▽

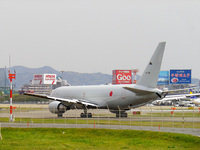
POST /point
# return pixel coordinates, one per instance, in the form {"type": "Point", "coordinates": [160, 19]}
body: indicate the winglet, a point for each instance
{"type": "Point", "coordinates": [151, 73]}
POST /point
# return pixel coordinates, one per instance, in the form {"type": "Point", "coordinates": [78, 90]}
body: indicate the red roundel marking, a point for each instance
{"type": "Point", "coordinates": [111, 93]}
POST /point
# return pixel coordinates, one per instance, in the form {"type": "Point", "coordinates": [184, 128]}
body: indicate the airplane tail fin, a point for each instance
{"type": "Point", "coordinates": [191, 92]}
{"type": "Point", "coordinates": [151, 73]}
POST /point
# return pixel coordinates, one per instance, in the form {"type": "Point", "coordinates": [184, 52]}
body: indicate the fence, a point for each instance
{"type": "Point", "coordinates": [153, 117]}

△

=== Exercise brief ===
Copy the listing character for character, pictures omitted.

=== Solution for this exercise ===
POST /point
# return pixel coordinates, one per instance, in the form {"type": "Point", "coordinates": [160, 19]}
body: indicate the winglet, a point for each instance
{"type": "Point", "coordinates": [151, 73]}
POST /point
# return pixel coordinates, one per instance, in the form {"type": "Point", "coordinates": [78, 90]}
body: indicate the red roundel marking, a point for each instance
{"type": "Point", "coordinates": [111, 93]}
POST /point
# return pixel coordinates, one per instance, in the form {"type": "Point", "coordinates": [184, 128]}
body: indicate the airplane tail fin, a point for each instance
{"type": "Point", "coordinates": [191, 92]}
{"type": "Point", "coordinates": [151, 73]}
POST /point
# return pixel coordinates, one per instance, in the form {"type": "Point", "coordinates": [184, 52]}
body: indicate the fence, a point for each instance
{"type": "Point", "coordinates": [153, 117]}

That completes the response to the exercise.